JOB 1:
Answer these questions about the turbo oil return thread.
(a) How many miles has mjb8482 driven without issues since adding the turbo?
(b) Under what condition did killerbunny get smoking?
(c) Which pan did killerbunny finally weld a bung onto?

# Turbo oil return line



## jsalisbury88 (Aug 25, 2014)

Mainly a question for 2.5T owners, but if others know the answer please feel free to respond.

Getting ready to turbo my 2.5, pretty excited, but was wondering where I am going to end up having to install the turbo oil return line. The lower pan seems pretty shallow and I find it hard to believe that the oil level will be below where the lower pan connects to the upper pan. The following thread seems to infer just take the lower pan off and get the fitting welded on to that, but I have reservations to that. Would it be ok to do that solely because when the car is running the amount of oil actually in the lower pan will be significantly lower than when the car is at rest? Any help is appreciated. Thanks.

http://forums.vwvortex.com/showthread.php?4614910-How-to-Turbo-a-2.5-i5-jetta-rabbit-on-a-budget


----------



## mjb8482 (Mar 4, 2008)

I'd venture to say 99% of us use the lower pan. I haven't had any issues in 15K+ miles since turbo. Good luck! :beer:


----------



## killerbunny (Jul 10, 2008)

mjb8482 said:


> I'd venture to say 99% of us use the lower pan. I haven't had any issues in 15K+ miles since turbo. Good luck! :beer:


I was one of the unlucky ones who had issues using the lower pan. I would only get smoking if the car was idling for a few minutes, when moving around and with more oil circulating I did not have an issue. Others who ran into this problem used restrictors on the feed line, I did not like the idea of using a restrictor on a journal bearing turbo (on what I was told was an acceptable oil pressure for the turbo). I ended up pulling the upper pan, and welding a bung on. Removing the upper pan is a pain, you have to pull the lower pan, trans, clutch/flywheel, bolts behind the flywheel and a few other things. 

Talking with others/theorizing a bit, it seems like a lot of the issues stem from weak oil seal in the turbo itself, there have been oem cars that drain low in an oil pan, iirc the 1.8ts do. I think this problem is seen with a lot with jb precision turbos, I was warned of weak seals by some friends before buying my turbo. If your turbo is a BB precision unit or maybe another brand issues don't seem as likely. 

There are plenty of guys running turbos who have not had any issues at all with draining into the lower pan, so who really knows. Hope this helps in some way.

JOB 2: Find every line in the entries below that contains the string "instance", and copy each of those lines.

RECORDS SUPPLIED:
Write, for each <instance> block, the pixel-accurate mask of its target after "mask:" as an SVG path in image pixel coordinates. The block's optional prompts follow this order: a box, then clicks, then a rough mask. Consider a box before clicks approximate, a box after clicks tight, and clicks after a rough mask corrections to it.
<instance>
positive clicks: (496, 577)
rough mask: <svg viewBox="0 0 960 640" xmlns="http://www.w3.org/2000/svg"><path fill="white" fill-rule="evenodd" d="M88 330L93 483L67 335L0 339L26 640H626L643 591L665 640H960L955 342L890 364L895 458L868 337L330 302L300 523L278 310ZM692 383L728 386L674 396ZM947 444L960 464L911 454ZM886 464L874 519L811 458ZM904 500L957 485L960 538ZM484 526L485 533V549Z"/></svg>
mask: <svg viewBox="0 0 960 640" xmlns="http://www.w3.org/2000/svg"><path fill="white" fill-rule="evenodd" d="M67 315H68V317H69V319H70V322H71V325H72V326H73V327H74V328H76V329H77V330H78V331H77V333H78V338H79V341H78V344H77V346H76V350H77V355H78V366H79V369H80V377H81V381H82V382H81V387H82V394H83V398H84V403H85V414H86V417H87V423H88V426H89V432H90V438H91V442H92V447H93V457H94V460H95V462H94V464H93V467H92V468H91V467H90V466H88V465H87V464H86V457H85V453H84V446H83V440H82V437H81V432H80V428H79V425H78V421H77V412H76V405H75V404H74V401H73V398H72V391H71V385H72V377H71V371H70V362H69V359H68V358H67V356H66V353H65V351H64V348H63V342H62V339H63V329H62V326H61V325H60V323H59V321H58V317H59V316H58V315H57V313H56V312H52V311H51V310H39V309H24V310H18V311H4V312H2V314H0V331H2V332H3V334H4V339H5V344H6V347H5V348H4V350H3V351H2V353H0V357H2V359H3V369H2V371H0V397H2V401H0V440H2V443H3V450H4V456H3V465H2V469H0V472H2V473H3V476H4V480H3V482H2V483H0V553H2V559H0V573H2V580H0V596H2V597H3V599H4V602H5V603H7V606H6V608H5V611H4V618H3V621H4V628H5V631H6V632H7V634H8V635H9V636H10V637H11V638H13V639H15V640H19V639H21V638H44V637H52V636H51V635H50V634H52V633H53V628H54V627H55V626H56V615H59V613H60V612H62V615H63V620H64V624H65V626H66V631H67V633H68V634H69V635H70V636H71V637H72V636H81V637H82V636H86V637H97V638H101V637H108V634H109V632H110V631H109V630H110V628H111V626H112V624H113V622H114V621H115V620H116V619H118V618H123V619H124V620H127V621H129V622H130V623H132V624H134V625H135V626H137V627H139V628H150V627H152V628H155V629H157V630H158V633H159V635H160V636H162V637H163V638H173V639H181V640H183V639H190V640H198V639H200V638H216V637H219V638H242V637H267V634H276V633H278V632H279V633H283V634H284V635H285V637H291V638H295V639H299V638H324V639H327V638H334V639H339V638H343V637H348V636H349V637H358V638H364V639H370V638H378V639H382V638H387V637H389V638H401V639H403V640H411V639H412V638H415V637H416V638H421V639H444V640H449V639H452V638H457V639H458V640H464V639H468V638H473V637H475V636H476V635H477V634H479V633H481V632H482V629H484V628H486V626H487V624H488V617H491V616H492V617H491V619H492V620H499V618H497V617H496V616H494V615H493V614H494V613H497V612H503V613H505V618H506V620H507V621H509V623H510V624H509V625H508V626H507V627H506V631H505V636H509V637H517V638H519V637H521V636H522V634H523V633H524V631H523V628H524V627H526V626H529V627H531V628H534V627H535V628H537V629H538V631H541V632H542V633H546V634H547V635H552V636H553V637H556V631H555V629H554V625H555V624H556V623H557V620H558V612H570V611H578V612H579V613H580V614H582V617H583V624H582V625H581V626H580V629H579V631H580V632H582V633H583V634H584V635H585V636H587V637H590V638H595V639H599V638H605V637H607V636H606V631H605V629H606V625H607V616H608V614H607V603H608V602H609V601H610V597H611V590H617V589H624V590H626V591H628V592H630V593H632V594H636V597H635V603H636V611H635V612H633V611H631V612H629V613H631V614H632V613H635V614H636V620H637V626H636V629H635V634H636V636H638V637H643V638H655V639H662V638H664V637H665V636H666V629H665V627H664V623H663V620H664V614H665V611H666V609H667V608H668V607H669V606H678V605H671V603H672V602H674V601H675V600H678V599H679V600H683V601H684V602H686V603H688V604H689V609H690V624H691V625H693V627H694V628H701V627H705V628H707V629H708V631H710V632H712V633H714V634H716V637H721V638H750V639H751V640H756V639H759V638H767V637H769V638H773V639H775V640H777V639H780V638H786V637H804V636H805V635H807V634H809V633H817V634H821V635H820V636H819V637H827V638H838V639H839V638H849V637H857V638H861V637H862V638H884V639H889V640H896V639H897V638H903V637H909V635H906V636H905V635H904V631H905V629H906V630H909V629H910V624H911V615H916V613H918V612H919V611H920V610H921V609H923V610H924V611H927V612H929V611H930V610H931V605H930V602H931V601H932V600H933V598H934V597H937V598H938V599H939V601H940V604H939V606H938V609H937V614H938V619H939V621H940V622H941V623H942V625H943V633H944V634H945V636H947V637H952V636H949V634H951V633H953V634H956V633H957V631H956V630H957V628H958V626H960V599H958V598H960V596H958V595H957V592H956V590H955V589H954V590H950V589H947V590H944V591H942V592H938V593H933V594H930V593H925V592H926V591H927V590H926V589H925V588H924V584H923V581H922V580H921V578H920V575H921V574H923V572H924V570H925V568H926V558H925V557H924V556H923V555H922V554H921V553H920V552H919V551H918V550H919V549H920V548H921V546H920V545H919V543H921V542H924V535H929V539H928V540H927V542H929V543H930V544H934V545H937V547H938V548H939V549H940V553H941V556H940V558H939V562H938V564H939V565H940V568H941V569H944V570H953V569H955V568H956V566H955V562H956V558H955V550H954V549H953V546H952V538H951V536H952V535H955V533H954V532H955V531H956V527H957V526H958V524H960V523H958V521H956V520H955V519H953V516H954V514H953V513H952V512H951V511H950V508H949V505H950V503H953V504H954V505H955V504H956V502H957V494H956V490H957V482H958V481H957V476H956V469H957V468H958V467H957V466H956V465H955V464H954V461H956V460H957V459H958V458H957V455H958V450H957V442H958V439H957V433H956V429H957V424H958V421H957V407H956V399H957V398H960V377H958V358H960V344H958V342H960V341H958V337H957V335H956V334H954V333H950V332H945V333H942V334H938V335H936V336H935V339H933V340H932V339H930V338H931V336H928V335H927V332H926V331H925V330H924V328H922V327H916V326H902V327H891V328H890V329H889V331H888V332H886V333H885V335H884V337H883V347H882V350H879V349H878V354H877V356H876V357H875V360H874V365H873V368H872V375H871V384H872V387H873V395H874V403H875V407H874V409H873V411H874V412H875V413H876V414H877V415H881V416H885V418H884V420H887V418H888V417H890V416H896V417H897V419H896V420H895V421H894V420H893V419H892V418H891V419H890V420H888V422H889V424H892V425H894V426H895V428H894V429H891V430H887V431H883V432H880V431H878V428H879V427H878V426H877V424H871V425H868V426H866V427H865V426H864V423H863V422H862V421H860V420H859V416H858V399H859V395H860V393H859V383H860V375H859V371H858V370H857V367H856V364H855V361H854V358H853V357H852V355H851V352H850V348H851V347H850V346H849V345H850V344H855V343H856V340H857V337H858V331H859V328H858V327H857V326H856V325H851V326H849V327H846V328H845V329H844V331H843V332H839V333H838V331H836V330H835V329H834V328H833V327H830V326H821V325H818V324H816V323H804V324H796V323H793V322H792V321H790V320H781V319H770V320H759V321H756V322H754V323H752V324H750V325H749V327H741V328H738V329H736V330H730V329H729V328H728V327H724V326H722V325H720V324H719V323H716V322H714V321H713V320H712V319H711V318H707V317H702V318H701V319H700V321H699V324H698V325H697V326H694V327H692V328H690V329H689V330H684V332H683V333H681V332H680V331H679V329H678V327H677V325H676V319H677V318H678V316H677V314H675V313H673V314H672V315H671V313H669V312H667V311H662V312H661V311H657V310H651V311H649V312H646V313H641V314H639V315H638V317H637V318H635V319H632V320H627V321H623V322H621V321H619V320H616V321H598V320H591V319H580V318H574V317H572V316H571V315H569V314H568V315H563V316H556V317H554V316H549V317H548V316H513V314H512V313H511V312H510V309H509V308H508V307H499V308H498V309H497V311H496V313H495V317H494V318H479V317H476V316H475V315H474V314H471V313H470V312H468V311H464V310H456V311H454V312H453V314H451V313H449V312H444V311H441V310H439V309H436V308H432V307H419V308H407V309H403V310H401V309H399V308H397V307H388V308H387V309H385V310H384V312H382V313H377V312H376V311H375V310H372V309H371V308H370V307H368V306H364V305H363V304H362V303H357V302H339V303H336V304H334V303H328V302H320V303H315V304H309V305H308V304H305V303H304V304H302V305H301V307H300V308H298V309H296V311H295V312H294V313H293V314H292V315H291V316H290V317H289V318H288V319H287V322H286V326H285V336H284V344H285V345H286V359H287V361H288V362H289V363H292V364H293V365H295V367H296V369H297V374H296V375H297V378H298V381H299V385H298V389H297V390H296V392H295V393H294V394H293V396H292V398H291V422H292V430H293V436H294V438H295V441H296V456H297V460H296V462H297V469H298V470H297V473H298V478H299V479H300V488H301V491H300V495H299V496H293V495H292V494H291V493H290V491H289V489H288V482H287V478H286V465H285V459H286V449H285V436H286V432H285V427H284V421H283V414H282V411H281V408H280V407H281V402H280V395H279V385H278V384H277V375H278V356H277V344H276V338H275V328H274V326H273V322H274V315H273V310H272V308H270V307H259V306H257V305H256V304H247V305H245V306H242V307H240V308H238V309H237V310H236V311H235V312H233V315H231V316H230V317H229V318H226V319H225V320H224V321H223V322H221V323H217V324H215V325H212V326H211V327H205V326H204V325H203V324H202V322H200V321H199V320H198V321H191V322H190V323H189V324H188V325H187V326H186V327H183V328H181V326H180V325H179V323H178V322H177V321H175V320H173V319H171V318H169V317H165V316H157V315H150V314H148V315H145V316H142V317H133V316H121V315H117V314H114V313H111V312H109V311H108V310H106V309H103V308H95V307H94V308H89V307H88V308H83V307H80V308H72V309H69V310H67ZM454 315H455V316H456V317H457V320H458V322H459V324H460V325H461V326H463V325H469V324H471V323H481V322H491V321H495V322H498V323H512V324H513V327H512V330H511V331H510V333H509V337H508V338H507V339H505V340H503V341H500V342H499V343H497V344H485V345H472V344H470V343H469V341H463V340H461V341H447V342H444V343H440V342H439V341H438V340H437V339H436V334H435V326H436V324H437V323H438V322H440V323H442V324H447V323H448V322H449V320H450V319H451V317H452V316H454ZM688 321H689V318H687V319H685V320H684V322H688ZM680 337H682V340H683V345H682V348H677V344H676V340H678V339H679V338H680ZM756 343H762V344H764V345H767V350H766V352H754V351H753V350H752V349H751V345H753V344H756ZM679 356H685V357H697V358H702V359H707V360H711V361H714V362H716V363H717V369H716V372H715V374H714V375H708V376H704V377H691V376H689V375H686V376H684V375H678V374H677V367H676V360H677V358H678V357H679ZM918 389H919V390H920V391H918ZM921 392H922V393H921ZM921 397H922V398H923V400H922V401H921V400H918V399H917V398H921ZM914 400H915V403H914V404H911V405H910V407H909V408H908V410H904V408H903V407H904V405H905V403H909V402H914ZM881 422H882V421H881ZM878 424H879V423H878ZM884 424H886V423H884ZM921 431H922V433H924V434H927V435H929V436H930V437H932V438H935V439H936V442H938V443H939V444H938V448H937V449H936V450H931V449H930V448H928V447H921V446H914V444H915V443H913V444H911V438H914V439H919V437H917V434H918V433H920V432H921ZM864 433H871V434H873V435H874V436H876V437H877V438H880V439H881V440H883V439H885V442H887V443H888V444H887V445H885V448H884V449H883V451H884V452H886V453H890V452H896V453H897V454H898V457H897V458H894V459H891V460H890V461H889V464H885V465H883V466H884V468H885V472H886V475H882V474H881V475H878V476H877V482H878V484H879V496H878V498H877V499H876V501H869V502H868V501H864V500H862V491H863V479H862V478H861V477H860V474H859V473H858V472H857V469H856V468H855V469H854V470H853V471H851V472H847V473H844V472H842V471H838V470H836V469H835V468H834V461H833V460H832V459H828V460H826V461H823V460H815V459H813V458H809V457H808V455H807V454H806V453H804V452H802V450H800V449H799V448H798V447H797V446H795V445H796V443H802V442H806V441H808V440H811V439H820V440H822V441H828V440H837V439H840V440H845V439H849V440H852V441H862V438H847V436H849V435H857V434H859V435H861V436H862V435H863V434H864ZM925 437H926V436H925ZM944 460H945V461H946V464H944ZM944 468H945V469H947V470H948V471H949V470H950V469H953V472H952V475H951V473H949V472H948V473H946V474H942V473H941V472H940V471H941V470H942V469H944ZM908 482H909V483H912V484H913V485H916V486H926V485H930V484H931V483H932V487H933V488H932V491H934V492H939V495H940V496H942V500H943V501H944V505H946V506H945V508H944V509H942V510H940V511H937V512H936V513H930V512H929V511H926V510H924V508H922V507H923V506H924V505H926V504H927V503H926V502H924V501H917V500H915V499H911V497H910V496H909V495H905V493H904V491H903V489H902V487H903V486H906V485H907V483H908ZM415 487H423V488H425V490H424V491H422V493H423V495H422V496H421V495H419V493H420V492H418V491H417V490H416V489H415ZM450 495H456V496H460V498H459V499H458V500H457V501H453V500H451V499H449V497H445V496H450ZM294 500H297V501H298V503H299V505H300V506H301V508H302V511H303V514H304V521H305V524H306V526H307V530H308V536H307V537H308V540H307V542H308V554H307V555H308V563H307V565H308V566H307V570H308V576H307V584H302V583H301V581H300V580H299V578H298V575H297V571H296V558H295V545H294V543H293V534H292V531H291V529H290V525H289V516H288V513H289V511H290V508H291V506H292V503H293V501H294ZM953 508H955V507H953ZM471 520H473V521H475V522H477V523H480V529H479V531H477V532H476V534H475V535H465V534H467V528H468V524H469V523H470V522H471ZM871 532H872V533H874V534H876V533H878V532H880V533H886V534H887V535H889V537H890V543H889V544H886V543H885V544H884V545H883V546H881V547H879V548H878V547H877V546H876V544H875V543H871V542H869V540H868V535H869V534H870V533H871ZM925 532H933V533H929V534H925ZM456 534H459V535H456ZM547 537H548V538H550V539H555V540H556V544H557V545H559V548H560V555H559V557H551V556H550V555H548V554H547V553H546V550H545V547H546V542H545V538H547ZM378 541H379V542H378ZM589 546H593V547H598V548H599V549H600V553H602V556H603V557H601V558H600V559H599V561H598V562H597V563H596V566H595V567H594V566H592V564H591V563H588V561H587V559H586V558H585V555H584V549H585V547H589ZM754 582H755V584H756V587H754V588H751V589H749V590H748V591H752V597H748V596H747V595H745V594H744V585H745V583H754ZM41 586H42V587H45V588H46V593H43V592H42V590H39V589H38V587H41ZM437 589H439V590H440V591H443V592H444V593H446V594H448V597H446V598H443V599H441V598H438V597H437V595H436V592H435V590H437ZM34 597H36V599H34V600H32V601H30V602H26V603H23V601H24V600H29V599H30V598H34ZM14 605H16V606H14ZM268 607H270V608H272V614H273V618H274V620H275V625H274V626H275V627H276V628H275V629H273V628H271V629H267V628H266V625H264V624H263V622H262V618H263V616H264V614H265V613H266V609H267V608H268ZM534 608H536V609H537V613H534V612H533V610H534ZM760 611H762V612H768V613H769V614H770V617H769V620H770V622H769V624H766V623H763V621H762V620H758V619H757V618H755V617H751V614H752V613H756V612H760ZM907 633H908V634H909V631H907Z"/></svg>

FINAL ANSWER 1:
(a) 15K+ miles.
(b) Only when the car was idling for a few minutes.
(c) The upper pan.

FINAL ANSWER 2:
Write, for each <instance> block, the pixel-accurate mask of its target after "mask:" as an SVG path in image pixel coordinates. The block's optional prompts follow this order: a box, then clicks, then a rough mask. Consider a box before clicks approximate, a box after clicks tight, and clicks after a rough mask corrections to it.
<instance>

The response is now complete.